▶ [Exercise goal]: Starting with the line containing "outline --target=yellow metal" and going on through the line containing "101), (318, 115)]", write those lines out again, substituting "brass fitting" for "yellow metal bracket" and changing nothing else.

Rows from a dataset

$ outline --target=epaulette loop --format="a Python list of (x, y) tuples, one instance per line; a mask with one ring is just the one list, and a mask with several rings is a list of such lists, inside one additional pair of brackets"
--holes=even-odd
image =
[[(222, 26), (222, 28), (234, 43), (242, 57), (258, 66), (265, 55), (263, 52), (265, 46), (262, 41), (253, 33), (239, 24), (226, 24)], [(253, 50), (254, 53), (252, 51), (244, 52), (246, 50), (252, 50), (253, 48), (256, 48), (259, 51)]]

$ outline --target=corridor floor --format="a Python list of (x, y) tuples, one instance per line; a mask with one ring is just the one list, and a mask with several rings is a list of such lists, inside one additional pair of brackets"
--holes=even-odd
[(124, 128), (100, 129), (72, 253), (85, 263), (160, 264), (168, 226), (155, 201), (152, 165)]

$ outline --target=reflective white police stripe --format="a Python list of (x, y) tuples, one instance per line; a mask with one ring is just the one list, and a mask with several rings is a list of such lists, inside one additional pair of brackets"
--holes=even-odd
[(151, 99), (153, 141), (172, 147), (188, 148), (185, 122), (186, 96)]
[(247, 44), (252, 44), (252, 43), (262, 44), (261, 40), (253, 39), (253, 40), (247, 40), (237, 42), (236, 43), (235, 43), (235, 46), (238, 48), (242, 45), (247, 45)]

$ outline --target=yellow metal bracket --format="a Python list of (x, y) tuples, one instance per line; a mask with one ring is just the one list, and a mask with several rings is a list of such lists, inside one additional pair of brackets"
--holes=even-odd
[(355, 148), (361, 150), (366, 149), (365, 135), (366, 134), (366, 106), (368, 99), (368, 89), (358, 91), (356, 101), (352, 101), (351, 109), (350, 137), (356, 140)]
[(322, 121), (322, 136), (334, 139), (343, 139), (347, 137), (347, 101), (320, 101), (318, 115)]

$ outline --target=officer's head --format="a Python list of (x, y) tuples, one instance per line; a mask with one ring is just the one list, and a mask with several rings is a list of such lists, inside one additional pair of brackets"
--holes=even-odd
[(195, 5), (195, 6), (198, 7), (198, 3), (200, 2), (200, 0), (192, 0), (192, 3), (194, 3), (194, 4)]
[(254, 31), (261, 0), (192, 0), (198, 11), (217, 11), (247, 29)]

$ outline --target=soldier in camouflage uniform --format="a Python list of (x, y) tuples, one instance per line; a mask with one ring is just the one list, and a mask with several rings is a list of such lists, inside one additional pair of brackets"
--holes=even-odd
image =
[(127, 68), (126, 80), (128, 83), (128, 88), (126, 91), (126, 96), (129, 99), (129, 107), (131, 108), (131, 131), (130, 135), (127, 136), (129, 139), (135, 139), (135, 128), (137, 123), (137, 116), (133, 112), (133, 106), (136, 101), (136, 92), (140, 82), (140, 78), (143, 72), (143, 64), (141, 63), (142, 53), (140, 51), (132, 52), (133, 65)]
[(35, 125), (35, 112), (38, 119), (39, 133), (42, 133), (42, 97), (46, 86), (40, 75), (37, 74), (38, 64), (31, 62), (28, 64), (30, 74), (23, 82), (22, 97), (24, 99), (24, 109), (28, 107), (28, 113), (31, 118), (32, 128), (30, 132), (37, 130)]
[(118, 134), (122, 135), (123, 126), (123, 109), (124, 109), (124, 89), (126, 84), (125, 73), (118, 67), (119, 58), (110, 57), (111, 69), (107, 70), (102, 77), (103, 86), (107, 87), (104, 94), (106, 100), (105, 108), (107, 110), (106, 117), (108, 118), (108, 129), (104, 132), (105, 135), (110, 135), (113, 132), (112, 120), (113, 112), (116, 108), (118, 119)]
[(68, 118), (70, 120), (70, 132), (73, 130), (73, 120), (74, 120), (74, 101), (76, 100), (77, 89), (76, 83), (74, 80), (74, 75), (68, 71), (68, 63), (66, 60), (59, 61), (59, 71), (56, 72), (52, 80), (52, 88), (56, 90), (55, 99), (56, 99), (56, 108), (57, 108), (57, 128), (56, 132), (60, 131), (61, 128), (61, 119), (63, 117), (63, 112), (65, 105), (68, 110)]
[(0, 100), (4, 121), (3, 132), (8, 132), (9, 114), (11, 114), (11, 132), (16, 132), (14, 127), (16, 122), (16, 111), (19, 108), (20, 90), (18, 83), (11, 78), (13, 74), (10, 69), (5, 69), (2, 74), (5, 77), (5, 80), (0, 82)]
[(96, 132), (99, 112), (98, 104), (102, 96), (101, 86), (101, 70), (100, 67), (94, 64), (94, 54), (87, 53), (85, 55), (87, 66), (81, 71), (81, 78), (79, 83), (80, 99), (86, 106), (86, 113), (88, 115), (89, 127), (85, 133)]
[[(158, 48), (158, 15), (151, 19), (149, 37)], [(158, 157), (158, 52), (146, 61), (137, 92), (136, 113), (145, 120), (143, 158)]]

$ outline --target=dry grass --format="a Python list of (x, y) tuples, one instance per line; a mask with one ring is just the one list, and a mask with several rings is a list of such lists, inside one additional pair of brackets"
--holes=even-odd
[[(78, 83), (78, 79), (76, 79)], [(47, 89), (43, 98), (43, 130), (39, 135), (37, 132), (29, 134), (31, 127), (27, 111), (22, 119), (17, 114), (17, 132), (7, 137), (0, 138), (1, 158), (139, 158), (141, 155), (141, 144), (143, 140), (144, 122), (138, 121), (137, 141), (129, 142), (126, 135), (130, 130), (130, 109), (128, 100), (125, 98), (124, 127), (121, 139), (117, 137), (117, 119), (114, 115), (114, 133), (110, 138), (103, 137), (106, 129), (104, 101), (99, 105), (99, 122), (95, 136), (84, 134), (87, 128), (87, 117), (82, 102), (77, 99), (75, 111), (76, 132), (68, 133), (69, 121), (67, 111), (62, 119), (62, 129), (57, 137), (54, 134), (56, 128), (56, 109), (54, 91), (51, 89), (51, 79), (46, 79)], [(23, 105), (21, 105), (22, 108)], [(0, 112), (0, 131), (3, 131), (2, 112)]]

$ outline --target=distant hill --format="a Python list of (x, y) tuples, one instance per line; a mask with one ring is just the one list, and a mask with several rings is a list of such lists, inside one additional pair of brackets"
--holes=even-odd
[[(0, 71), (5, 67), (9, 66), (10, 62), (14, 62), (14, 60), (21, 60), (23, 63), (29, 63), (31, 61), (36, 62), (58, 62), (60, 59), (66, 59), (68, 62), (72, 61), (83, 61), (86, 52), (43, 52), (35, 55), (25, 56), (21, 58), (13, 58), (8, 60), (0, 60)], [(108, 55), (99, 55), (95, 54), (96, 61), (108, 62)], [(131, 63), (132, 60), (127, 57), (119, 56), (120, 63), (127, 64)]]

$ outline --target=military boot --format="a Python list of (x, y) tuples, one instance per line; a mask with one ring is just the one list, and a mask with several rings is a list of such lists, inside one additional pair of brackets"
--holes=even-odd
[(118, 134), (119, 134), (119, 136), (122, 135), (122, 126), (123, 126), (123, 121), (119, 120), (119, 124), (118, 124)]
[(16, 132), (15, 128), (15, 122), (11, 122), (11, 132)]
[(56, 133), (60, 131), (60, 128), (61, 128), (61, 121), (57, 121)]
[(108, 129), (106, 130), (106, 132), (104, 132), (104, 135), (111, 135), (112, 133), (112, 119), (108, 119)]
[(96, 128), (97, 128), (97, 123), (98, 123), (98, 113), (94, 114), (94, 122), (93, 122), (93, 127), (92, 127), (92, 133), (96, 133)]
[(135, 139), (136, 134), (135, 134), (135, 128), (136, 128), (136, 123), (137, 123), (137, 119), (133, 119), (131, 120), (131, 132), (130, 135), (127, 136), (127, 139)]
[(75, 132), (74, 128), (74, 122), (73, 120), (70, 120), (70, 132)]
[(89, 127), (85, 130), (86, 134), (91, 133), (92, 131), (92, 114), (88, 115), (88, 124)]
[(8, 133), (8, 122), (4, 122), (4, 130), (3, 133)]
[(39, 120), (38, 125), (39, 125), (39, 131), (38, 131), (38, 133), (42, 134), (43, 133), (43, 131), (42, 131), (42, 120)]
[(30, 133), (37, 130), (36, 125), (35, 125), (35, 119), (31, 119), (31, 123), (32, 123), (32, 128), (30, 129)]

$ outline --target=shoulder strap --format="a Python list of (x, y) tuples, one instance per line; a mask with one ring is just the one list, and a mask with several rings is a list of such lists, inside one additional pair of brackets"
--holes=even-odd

▶ [Exercise output]:
$ outline --target=brass fitting --format="a Python list of (x, y) tuples, one instance per line; a mask with one ring is just the one list, and a mask with several rings is a list of such lists, inside one additional pair of brackets"
--holes=even-odd
[(355, 148), (361, 150), (366, 149), (365, 135), (366, 134), (366, 106), (368, 99), (368, 89), (358, 91), (356, 101), (352, 101), (351, 109), (350, 137), (356, 140)]
[(322, 121), (322, 136), (334, 139), (343, 139), (347, 137), (347, 101), (320, 101), (318, 115)]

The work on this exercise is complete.